### TEXT SHOWN:
★ ★ ★ ★ ★

The result: a use-case-specific score for every model, backed by traceable evidence you can inspect down to the individual benchmark row.

Scoring Pipeline

1

Benchmark Ingestion

We ingest structured data from public benchmark leaderboards. Each source has a trust tier, refresh SLA, and reliability weight. Snapshots are captured periodically and deduplicated.

2

Model Matching

Raw benchmark rows are matched to canonical model identities using fuzzy matching on name, author, and parameter count. Match rates are tracked per source.

3

Metric Normalization

Raw metric values are normalized to a 0–1 scale within each benchmark metric. This makes scores comparable across benchmarks with different scales.

4

Weight Application

Each use case has a set of benchmark-metric weights that reflect which capabilities matter. Weights are defined in versioned presets.

5

Score Aggregation

The final use-case score is a weighted average: Σ(normalized_value × weight) / Σ(weight). Confidence is derived from evidence coverage and weight diversity.

6

Ranking & Quality Check

Models are ranked by score. Each use case gets an evidence quality assessment based on ranked model count, average evidence, and coverage ratio.

Scoring Formula

Use-Case Score = Σ(value_normalized × weight) / Σ(weight)

value_normalized

The model’s metric score scaled to 0–1 within that benchmark.

weight

How much this benchmark metric matters for this use case.

confidence

Derived from evidence count and weight coverage. Higher = more data.

Utility Score (Global Ranking)

The Utility Score shown on the Model Rankings page is a cross-use-case aggregate:

Utility Score = Σ(use_case_score × confidence) / Σ(confidence)

This confidence-weighted average rewards models that perform well on use cases where the evidence is strong, and discounts scores backed by thin evidence.

★ ★ ★ ★ ★

### STATED GOAL A:
Reproduce the passage from the scoring pipeline text that begins at the words "Models are ranked" and stops after "Σ(value_normalized × weight) / Σ(weight)".
### STATED GOAL B:
Answer these about the scoring pipeline text:
(i) What three things does the fuzzy matching use to link benchmark rows to model identities?
(ii) To what scale are raw metric values normalized?
(iii) On which page is the Utility Score shown?
### STATED GOAL C:
Write the next few sentences of the scoring pipeline text, picking up after its final line.

Entries for identifying locations:

★ ★ ★ ★ ★

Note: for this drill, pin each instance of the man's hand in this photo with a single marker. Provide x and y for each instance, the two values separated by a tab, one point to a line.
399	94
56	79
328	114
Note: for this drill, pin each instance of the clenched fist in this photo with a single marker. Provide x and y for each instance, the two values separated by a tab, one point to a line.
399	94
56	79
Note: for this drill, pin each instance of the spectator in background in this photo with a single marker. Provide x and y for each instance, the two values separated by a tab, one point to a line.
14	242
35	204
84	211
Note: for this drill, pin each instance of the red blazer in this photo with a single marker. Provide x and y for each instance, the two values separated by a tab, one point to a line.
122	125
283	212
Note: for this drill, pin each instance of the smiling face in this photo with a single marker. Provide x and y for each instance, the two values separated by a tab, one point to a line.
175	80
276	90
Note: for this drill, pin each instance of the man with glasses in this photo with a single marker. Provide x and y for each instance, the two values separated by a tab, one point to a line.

★ ★ ★ ★ ★

### WRITTEN RESPONSE A:
Models are ranked by score. Each use case gets an evidence quality assessment based on ranked model count, average evidence, and coverage ratio.

Scoring Formula

Use-Case Score = Σ(value_normalized × weight) / Σ(weight)

### WRITTEN RESPONSE B:
(i) Name, author, and parameter count.
(ii) A 0–1 scale within each benchmark metric.
(iii) The Model Rankings page.

### WRITTEN RESPONSE C:
Benchmark Sources

Total Sources

170

Active

168

Weighted

93

Use Cases

143

Trust Tiers

Each benchmark source is assigned a trust tier that affects its reliability weight in scoring:

Primary (13)

Well-established benchmarks with regular updates, high model coverage, and structured data feeds.

Secondary (152)

Good coverage but less frequent updates or narrower model selection.

Experimental (3)

New or niche benchmarks under evaluation. Lower weight until proven reliable.

Evidence Quality

Each use case receives an evidence quality grade based on three factors:

Ranked Model Count

How many models have enough weighted benchmark data to receive a score.

Average Evidence

Mean number of benchmark evidence points per ranked model. Higher = more trustworthy.

Coverage Ratio

What fraction of expected benchmark metrics actually have data for ranked models.

Use cases are graded Sufficient, Insufficient, or Unscored. Insufficient rankings still appear but display a warning banner.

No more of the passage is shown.